The tasks:
- 1) Summarize the passage on telescope focusers in two sentences.
- 2) Write the next part of the passage on telescope focusers, continuing after its final line.

Source extract:
+---+
Once you add an eyepiece to a telescope, they have to be brought into focus using a tube which moves in and out of the main telescope. This is called a focuser. There two types of focuser: the rack and pinion type and the Crayford focuser (named after Crayford Astronomical Society in Kent). At the kind of price level we are talking about here, you will have no choice of focuser; it will depend entirely on the model you buy. Only the more expensive telescopes have a Crayford focuser, but they are more common in Dobsonians. The Crayford has a smooth motion but by the same token is easily moved out of focus, so once you have a sharp image you have to lock the focuser using a small screw underneath. The big advantage of the Crayford is that it is usually a “dual focuser” with a fine control knob in addition to the main knob. This is particularly useful in “fast” telescopes given their shallow depth of field (see focal ratio) which is presumably why they are fitted to Dobsonians. Most reasonably priced telescopes have a rack and pinion focuser. They are usually satisfactory -- they remain fixed in position once you have reached focus, but they can have problems. The teeth in the rack (the flat bit on the tube) and pinion (the circular bit that turns) can become out of sync and the teeth can become damaged. This is particularly true of a plastic rack and pinion. In cheap focusers, the movement of the tube can be rather rough, producing a jerky effect when looking through the telescope. Furthermore the rack can become detached from the tube, making it difficult or even impossible to use the focuser. Most focusers in reasonably priced telescopes can only be used with 1.25 inch eyepieces, but the Crayford focuser is usually capable of taking 2 inch eyepieces, enabling the use of wide-angle eyepieces with longer focal lengths which are invariably 2 inch eyepieces. 

Close up of a 2” Crayford focuser with dual controls and the locking screw underneath.

Courtesy of Optical Vision Ltd.
+---+
Rows taken from a pointing dataset:
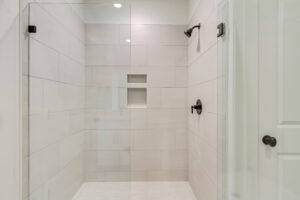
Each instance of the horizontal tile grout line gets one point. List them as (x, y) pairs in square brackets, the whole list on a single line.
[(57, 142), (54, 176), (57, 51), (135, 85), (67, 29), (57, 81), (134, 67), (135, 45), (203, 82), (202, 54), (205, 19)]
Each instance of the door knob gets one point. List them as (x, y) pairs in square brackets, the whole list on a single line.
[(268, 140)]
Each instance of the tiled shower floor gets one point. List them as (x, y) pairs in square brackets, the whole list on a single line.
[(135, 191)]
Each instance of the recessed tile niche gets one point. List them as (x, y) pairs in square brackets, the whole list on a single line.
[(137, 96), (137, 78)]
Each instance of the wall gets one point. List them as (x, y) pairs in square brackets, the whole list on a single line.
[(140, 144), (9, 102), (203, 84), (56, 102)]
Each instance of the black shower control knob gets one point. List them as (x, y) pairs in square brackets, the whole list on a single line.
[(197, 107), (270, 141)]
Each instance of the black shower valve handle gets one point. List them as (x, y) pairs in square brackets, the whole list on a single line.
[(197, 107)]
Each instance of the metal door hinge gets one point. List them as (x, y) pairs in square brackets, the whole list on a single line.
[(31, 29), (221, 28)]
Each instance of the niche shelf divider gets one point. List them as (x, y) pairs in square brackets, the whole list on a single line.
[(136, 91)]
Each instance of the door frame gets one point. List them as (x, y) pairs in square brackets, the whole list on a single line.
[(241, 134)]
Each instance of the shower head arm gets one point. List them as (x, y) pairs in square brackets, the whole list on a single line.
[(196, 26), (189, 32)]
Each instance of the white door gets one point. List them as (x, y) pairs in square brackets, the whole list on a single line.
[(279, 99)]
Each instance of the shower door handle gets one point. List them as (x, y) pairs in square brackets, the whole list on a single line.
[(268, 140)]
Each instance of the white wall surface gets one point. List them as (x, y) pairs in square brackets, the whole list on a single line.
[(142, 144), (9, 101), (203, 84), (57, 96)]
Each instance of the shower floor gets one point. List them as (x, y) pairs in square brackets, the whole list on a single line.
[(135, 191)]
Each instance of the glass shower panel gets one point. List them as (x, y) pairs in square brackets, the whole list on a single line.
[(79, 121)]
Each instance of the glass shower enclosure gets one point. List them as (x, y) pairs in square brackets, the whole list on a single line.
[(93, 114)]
+---+
Task answers:
- 1) A focuser is a tube that moves in and out of the telescope to bring an eyepiece into focus, and it comes in two types: the rack and pinion, found on most reasonably priced telescopes, and the Crayford, found only on more expensive ones and more commonly on Dobsonians. The Crayford moves smoothly, must be locked with a screw once focused, usually has a fine control knob, and can usually take 2 inch eyepieces, while a rack and pinion focuser stays fixed once focused but can suffer from misaligned or damaged teeth, rough movement, and a rack coming loose from the tube.

- 2)
Imaging

This is not the place to discuss imaging, but there are three simple ways you can start in imaging. One is to buy a cradle for a smartphone and take images using your smartphone. These images can often been surprisingly good but the smartphone is limited to the brighter astronomical objects; mainly the Moon and the brighter planets. Alternatively, you can buy a webcam eyepiece from a telescope dealer which you put into the telescope instead of an eyepiece, perhaps combined with a Barlow lens, and link it to a laptop. You then have to select and stack the numerous still images produced by the webcam using programs designed for this purpose. However this method is also largely limited to the Moon and planets. On a different level altogether is the DSLR camera which you may have anyway. You need an adaptor to connect it to the telescope but this is easily obtained. You can either take a long exposure (which will need tracking at least if not guiding) or short exposures which can be stacked like the webcam images. In fact even a short 20 second exposure can produce a pretty decent image without using stacking. Or you can get a tracker mount specifically made for a DSLR camera and use it with a telephoto lens. Again it is possible to obtain decent images of deep sky objects in this way. With this tracker mount you can also use a wide-angle lens to take images of constellations.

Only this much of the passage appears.